• [Short problem]
Your task is to extract every line from the material below exactly.

• [Provided data]
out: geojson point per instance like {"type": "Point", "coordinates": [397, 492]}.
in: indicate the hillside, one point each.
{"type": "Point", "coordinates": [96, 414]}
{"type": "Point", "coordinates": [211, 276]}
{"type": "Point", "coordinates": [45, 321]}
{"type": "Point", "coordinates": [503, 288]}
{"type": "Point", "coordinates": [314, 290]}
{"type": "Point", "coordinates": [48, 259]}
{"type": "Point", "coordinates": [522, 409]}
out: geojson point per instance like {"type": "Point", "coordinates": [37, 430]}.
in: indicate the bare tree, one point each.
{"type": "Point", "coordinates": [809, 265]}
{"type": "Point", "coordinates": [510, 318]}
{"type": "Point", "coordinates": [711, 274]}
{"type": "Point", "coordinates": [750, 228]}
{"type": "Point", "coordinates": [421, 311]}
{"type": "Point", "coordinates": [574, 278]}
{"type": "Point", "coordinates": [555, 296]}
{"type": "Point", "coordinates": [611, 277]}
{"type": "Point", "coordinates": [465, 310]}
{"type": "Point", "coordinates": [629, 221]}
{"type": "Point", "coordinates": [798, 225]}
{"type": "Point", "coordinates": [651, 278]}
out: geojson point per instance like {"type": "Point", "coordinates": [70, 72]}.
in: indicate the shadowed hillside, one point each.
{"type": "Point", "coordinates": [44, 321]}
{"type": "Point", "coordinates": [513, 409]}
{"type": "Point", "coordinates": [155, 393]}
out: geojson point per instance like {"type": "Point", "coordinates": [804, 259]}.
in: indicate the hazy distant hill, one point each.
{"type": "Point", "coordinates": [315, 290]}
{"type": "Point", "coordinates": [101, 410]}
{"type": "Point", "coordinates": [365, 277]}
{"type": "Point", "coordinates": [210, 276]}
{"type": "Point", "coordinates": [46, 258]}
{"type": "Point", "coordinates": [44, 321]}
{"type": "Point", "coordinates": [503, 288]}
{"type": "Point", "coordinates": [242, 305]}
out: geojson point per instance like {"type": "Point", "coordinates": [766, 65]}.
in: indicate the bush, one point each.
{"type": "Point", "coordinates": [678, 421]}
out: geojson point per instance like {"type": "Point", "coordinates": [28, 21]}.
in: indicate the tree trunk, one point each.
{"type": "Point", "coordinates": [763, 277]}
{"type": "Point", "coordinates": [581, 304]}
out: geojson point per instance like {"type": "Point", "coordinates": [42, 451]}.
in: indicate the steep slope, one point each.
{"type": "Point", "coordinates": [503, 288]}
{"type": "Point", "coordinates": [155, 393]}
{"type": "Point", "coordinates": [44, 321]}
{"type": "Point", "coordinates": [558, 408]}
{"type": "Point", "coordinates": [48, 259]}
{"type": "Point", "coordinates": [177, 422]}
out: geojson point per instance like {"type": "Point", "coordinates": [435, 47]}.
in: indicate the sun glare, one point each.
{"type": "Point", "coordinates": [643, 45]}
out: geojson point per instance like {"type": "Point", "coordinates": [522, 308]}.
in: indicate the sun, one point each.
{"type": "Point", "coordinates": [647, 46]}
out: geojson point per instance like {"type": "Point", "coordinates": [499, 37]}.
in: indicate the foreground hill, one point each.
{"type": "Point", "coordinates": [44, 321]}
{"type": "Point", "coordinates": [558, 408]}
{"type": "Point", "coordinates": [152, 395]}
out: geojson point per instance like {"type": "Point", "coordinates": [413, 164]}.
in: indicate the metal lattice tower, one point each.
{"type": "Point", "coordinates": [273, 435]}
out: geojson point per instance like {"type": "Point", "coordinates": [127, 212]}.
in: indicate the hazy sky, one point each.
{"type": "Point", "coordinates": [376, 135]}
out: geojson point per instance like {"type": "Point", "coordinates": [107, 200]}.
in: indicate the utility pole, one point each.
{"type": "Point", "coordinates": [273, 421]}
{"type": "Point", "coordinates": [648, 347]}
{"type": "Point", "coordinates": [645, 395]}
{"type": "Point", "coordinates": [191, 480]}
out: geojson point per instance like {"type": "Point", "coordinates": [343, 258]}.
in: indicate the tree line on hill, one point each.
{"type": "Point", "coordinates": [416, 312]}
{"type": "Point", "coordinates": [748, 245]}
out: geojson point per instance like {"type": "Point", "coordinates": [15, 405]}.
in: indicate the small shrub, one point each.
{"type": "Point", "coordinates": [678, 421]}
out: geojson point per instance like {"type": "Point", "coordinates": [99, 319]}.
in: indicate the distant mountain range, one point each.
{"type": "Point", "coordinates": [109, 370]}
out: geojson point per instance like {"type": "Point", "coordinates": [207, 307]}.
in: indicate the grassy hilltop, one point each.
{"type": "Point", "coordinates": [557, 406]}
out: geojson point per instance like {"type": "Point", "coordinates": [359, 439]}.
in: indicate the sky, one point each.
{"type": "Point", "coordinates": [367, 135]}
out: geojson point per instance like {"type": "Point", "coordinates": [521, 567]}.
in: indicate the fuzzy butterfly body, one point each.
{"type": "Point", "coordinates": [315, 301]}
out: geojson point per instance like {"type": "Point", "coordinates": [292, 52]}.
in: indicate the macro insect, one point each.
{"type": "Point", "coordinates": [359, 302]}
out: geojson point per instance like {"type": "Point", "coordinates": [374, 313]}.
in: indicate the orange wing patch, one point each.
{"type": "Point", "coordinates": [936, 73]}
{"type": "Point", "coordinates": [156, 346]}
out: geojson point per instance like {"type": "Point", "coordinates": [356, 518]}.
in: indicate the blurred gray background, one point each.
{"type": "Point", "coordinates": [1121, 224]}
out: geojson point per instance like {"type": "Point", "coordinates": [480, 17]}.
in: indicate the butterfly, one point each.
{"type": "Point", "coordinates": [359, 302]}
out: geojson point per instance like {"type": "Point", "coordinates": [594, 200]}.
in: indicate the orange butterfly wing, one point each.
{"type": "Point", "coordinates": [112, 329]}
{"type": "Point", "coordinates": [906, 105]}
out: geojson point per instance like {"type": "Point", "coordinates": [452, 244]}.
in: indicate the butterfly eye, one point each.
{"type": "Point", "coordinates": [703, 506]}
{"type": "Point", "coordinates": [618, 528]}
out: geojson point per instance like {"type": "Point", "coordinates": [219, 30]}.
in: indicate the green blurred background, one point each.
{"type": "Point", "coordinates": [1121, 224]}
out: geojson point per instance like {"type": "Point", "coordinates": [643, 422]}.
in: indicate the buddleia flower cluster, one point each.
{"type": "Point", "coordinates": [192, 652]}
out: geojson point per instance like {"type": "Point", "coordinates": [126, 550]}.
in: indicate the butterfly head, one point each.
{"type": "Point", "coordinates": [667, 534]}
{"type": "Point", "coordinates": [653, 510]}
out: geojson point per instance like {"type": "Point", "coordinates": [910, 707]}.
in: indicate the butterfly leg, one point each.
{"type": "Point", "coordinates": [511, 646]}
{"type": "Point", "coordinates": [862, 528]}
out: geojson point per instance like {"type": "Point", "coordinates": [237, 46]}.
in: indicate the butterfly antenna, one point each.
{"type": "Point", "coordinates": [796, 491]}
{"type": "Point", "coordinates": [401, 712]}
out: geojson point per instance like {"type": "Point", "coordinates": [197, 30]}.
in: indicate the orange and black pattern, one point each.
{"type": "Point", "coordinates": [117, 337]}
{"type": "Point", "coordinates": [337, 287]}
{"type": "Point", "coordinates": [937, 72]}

• [Task solution]
out: geojson point per instance like {"type": "Point", "coordinates": [397, 492]}.
in: indicate the hillside, one point each.
{"type": "Point", "coordinates": [96, 414]}
{"type": "Point", "coordinates": [211, 276]}
{"type": "Point", "coordinates": [45, 321]}
{"type": "Point", "coordinates": [503, 288]}
{"type": "Point", "coordinates": [314, 290]}
{"type": "Point", "coordinates": [48, 259]}
{"type": "Point", "coordinates": [522, 409]}
out: geojson point per instance like {"type": "Point", "coordinates": [37, 430]}.
in: indicate the bare tree, one point each.
{"type": "Point", "coordinates": [809, 265]}
{"type": "Point", "coordinates": [510, 318]}
{"type": "Point", "coordinates": [711, 274]}
{"type": "Point", "coordinates": [750, 228]}
{"type": "Point", "coordinates": [421, 311]}
{"type": "Point", "coordinates": [574, 278]}
{"type": "Point", "coordinates": [555, 296]}
{"type": "Point", "coordinates": [611, 277]}
{"type": "Point", "coordinates": [465, 310]}
{"type": "Point", "coordinates": [629, 221]}
{"type": "Point", "coordinates": [798, 225]}
{"type": "Point", "coordinates": [651, 278]}
out: geojson point per instance like {"type": "Point", "coordinates": [70, 72]}.
in: indicate the shadowed hillside, one point each.
{"type": "Point", "coordinates": [44, 321]}
{"type": "Point", "coordinates": [513, 409]}
{"type": "Point", "coordinates": [155, 393]}
out: geojson point per instance like {"type": "Point", "coordinates": [804, 259]}.
in: indicate the hazy distant hill, one point each.
{"type": "Point", "coordinates": [315, 290]}
{"type": "Point", "coordinates": [101, 410]}
{"type": "Point", "coordinates": [365, 277]}
{"type": "Point", "coordinates": [210, 276]}
{"type": "Point", "coordinates": [46, 258]}
{"type": "Point", "coordinates": [44, 321]}
{"type": "Point", "coordinates": [503, 288]}
{"type": "Point", "coordinates": [242, 305]}
out: geojson point per instance like {"type": "Point", "coordinates": [766, 65]}.
in: indicate the bush, one point each.
{"type": "Point", "coordinates": [678, 421]}
out: geojson point per instance like {"type": "Point", "coordinates": [28, 21]}.
in: indicate the tree trunk, one point each.
{"type": "Point", "coordinates": [763, 277]}
{"type": "Point", "coordinates": [581, 304]}
out: geojson point per instance like {"type": "Point", "coordinates": [42, 451]}.
in: indicate the steep slope, one point each.
{"type": "Point", "coordinates": [503, 288]}
{"type": "Point", "coordinates": [155, 393]}
{"type": "Point", "coordinates": [44, 321]}
{"type": "Point", "coordinates": [558, 408]}
{"type": "Point", "coordinates": [48, 259]}
{"type": "Point", "coordinates": [177, 422]}
out: geojson point per instance like {"type": "Point", "coordinates": [435, 47]}.
in: indicate the sun glare, one point each.
{"type": "Point", "coordinates": [643, 45]}
out: geojson point per instance like {"type": "Point", "coordinates": [522, 308]}.
in: indicate the sun, one point each.
{"type": "Point", "coordinates": [647, 46]}
out: geojson point per instance like {"type": "Point", "coordinates": [499, 37]}.
in: indicate the foreground hill, one point each.
{"type": "Point", "coordinates": [44, 321]}
{"type": "Point", "coordinates": [558, 408]}
{"type": "Point", "coordinates": [152, 395]}
out: geojson point per instance like {"type": "Point", "coordinates": [413, 164]}.
in: indicate the metal lattice tower, one point each.
{"type": "Point", "coordinates": [273, 435]}
out: geojson point per instance like {"type": "Point", "coordinates": [127, 212]}.
in: indicate the hazy sky, one point each.
{"type": "Point", "coordinates": [376, 135]}
out: geojson point per instance like {"type": "Point", "coordinates": [107, 200]}.
in: indicate the utility pole, one point each.
{"type": "Point", "coordinates": [273, 421]}
{"type": "Point", "coordinates": [648, 347]}
{"type": "Point", "coordinates": [645, 395]}
{"type": "Point", "coordinates": [191, 480]}
out: geojson point per instance like {"type": "Point", "coordinates": [343, 258]}.
in: indicate the tree line on hill, one point each.
{"type": "Point", "coordinates": [416, 312]}
{"type": "Point", "coordinates": [748, 245]}
out: geojson point per instance like {"type": "Point", "coordinates": [15, 405]}.
in: indicate the small shrub, one point each.
{"type": "Point", "coordinates": [678, 421]}
out: geojson point per instance like {"type": "Point", "coordinates": [99, 319]}.
in: indicate the distant mountain range, one point each.
{"type": "Point", "coordinates": [109, 370]}
out: geojson point per instance like {"type": "Point", "coordinates": [207, 307]}.
in: indicate the grassy hilltop, one point each.
{"type": "Point", "coordinates": [557, 406]}
out: geojson point per instance like {"type": "Point", "coordinates": [359, 439]}.
in: indicate the sky, one point each.
{"type": "Point", "coordinates": [367, 135]}
out: geojson point per instance like {"type": "Point", "coordinates": [521, 567]}.
in: indicate the fuzzy butterfly body, one point each.
{"type": "Point", "coordinates": [315, 301]}
out: geojson point per instance like {"type": "Point", "coordinates": [292, 52]}.
in: indicate the macro insect, one point each.
{"type": "Point", "coordinates": [359, 302]}
out: geojson point per instance like {"type": "Point", "coordinates": [374, 313]}.
in: indicate the orange wing patch, one point each.
{"type": "Point", "coordinates": [936, 73]}
{"type": "Point", "coordinates": [156, 346]}
out: geojson point per instance like {"type": "Point", "coordinates": [356, 518]}.
in: indicate the blurred gray background, one point each.
{"type": "Point", "coordinates": [1121, 224]}
out: geojson point per instance like {"type": "Point", "coordinates": [480, 17]}.
in: indicate the butterfly, one point each.
{"type": "Point", "coordinates": [359, 302]}
out: geojson point per instance like {"type": "Point", "coordinates": [594, 200]}.
in: indicate the orange butterfly wing, one point each.
{"type": "Point", "coordinates": [112, 329]}
{"type": "Point", "coordinates": [906, 105]}
out: geojson point per instance like {"type": "Point", "coordinates": [452, 244]}.
in: indicate the butterfly eye, one point each.
{"type": "Point", "coordinates": [703, 506]}
{"type": "Point", "coordinates": [618, 528]}
out: geojson point per instance like {"type": "Point", "coordinates": [219, 30]}.
in: indicate the green blurred background, one point each.
{"type": "Point", "coordinates": [1121, 224]}
out: geojson point per instance like {"type": "Point", "coordinates": [643, 422]}.
in: indicate the buddleia flower cluster, one point each.
{"type": "Point", "coordinates": [192, 652]}
out: geojson point per instance like {"type": "Point", "coordinates": [126, 550]}.
in: indicate the butterfly head, one point each.
{"type": "Point", "coordinates": [667, 534]}
{"type": "Point", "coordinates": [653, 510]}
out: geojson point per instance like {"type": "Point", "coordinates": [910, 707]}.
in: indicate the butterfly leg, one point each.
{"type": "Point", "coordinates": [511, 646]}
{"type": "Point", "coordinates": [862, 528]}
out: geojson point per instance like {"type": "Point", "coordinates": [237, 46]}.
in: indicate the butterfly antenna, one point each.
{"type": "Point", "coordinates": [796, 491]}
{"type": "Point", "coordinates": [401, 712]}
out: geojson point per instance like {"type": "Point", "coordinates": [197, 30]}.
in: indicate the orange and black pattern, one point each.
{"type": "Point", "coordinates": [117, 337]}
{"type": "Point", "coordinates": [337, 287]}
{"type": "Point", "coordinates": [937, 72]}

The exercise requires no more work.